What is required: Your answer must be an exact copy of the data below.

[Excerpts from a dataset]
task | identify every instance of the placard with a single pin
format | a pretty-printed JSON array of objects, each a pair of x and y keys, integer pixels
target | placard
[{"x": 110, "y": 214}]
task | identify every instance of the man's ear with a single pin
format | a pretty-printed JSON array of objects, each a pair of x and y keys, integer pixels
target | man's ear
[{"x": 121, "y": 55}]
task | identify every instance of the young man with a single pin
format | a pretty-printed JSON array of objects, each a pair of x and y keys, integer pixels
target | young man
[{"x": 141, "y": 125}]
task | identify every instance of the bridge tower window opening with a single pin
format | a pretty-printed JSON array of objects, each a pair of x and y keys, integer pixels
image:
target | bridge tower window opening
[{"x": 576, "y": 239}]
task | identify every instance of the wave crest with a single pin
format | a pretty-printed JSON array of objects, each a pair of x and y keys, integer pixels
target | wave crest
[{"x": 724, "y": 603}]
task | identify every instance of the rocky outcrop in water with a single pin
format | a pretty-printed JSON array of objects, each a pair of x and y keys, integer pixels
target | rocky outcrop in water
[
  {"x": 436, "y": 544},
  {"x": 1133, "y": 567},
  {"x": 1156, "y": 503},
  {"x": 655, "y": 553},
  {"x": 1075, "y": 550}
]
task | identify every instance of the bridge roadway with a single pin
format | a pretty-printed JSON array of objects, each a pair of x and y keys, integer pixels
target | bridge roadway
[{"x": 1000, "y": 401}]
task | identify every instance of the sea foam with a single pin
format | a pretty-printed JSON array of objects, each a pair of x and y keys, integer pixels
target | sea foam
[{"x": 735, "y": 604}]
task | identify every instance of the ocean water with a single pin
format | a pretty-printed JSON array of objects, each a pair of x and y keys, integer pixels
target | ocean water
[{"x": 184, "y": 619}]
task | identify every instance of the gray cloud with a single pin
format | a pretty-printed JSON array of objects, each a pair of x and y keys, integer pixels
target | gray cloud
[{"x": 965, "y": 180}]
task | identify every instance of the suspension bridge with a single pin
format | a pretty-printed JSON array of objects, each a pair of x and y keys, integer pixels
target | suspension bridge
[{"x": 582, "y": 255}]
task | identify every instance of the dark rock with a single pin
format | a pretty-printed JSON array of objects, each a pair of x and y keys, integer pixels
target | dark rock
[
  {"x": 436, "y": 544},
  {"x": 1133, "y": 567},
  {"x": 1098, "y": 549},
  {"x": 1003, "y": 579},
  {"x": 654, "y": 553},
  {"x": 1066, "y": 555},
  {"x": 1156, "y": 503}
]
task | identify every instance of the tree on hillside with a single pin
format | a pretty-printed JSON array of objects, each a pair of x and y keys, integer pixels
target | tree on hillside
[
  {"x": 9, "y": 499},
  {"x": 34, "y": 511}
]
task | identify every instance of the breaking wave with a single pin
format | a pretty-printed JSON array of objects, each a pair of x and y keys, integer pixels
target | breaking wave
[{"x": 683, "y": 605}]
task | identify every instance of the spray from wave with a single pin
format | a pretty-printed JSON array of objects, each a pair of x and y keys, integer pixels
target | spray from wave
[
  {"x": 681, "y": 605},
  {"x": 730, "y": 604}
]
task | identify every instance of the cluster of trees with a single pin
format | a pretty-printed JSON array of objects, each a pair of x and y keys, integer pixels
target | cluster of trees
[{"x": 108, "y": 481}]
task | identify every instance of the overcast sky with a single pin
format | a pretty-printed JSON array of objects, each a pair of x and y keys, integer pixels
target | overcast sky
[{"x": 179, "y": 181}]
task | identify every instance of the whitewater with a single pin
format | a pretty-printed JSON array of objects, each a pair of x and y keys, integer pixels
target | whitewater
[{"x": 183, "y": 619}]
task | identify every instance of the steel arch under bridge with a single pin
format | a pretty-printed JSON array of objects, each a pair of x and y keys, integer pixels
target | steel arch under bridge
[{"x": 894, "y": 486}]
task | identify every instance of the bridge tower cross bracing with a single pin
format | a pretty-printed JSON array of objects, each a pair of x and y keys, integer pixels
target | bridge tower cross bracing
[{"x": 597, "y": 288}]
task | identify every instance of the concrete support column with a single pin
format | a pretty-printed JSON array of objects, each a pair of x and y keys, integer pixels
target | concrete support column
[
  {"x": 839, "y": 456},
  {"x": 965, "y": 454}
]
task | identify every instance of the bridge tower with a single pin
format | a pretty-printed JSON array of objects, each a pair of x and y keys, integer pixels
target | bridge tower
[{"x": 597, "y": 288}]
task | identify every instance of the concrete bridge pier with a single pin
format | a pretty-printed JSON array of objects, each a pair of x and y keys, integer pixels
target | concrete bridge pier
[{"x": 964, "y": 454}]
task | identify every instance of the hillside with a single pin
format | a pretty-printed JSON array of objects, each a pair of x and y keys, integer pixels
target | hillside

Task output:
task | identify every instance of the placard with a single pin
format | a pretty-printed JSON array of objects, each a pair of x and y keys, integer pixels
target | placard
[{"x": 110, "y": 214}]
task | identify every instance of the man's ear with a single pin
format | a pretty-printed JSON array of objects, each a pair of x and y keys, integer pixels
target | man's ear
[{"x": 121, "y": 55}]
task | identify every instance of the young man with a single pin
format | a pretty-printed JSON array of objects, each a pair of x and y keys, integer pixels
target | young man
[{"x": 141, "y": 125}]
task | identify every instance of the bridge tower window opening with a single pin
format | a pretty-printed JSON array of objects, each a pair of x and y keys, integer pixels
image:
target | bridge tower window opening
[{"x": 576, "y": 239}]
task | identify every instance of the wave crest with a single pin
format | a pretty-printed JSON array of objects, each a pair of x and y keys, integer pixels
target | wave crest
[{"x": 724, "y": 603}]
task | identify every instance of the rocky outcrop in water with a single pin
format | a pretty-printed JSON array of objects, each a pair of x and y keys, integer pixels
target | rocky outcrop in water
[
  {"x": 436, "y": 544},
  {"x": 1133, "y": 567},
  {"x": 1156, "y": 503},
  {"x": 655, "y": 553},
  {"x": 1075, "y": 550}
]
task | identify every instance of the bridge roadway with a single pin
format | a pretty-printed JSON array of objects, each a pair of x and y keys, integer pixels
target | bridge roadway
[{"x": 1000, "y": 401}]
task | identify every instance of the sea foam with a single pin
format | a pretty-printed JSON array of objects, each a pair of x and y keys, integer pixels
target | sea foam
[{"x": 735, "y": 604}]
task | identify every instance of the ocean water with a single pin
format | a pretty-printed JSON array of objects, each a pair of x and y keys, integer pixels
target | ocean water
[{"x": 184, "y": 619}]
task | identify every instance of the gray cloud with a single pin
format | a pretty-printed JSON array of objects, each a pair of x and y keys, integer pixels
target | gray cloud
[{"x": 965, "y": 180}]
task | identify every instance of the suspension bridge with a single pin
format | a pretty-printed JSON array of objects, each a pair of x and y keys, integer pixels
target | suspension bridge
[{"x": 582, "y": 255}]
task | identify every instance of the dark rock with a single pin
format | a pretty-printed JSON array of objects, each a pair of x and y keys, integer pixels
target | dark rock
[
  {"x": 436, "y": 544},
  {"x": 1133, "y": 567},
  {"x": 1098, "y": 549},
  {"x": 1003, "y": 579},
  {"x": 654, "y": 553},
  {"x": 1066, "y": 555},
  {"x": 1156, "y": 503}
]
task | identify every instance of the tree on hillside with a single pin
format | a pretty-printed JSON array of objects, each a pair of x and y keys, integer pixels
target | tree on hillside
[
  {"x": 9, "y": 499},
  {"x": 34, "y": 511}
]
task | identify every instance of the breaking wave with a single pin
format | a pretty-printed JSON array of objects, each a pair of x and y keys, integer pixels
target | breaking wave
[{"x": 683, "y": 605}]
task | identify every instance of the spray from wave with a single pin
format | a pretty-printed JSON array of objects, each a pair of x and y keys, integer pixels
target | spray from wave
[
  {"x": 681, "y": 605},
  {"x": 730, "y": 604}
]
task | identify every instance of the cluster of trees with a single pin
format | a pretty-printed JSON array of objects, each a pair of x and y keys, integer pixels
target | cluster of trees
[{"x": 108, "y": 481}]
task | identify every instance of the overcast sky with a single pin
format | a pretty-printed JSON array of objects, each a pair of x and y keys, integer pixels
target | overcast sky
[{"x": 179, "y": 181}]
task | identify every instance of the whitewater with a single pin
format | a pretty-printed JSON array of objects, each a pair of x and y keys, integer pixels
target | whitewater
[{"x": 183, "y": 619}]
task | identify every instance of the steel arch under bridge with a single pin
format | a pretty-printed JSON array of objects, each a pair of x and y keys, integer pixels
target | steel arch under bridge
[{"x": 894, "y": 486}]
task | identify every instance of the bridge tower cross bracing with a single pin
format | a pretty-printed JSON array of objects, each a pair of x and y keys, integer pixels
target | bridge tower cross bracing
[{"x": 597, "y": 288}]
task | identify every instance of the concrete support column with a single pin
format | a pretty-printed JSON array of objects, each a pair of x and y keys, integer pixels
target | concrete support column
[
  {"x": 839, "y": 456},
  {"x": 965, "y": 454}
]
task | identify every instance of the bridge tower with a single pin
format | a pretty-printed JSON array of objects, each a pair of x and y keys, integer pixels
target | bridge tower
[{"x": 597, "y": 288}]
task | identify every instance of the concrete bridge pier with a single pin
format | a pretty-printed JSON array of objects, each a pair of x and y keys, integer pixels
target | concrete bridge pier
[{"x": 964, "y": 454}]
task | identify every instance of the hillside with a single pin
format | a pretty-printed JSON array of objects, each a pair of x and y keys, integer pixels
target | hillside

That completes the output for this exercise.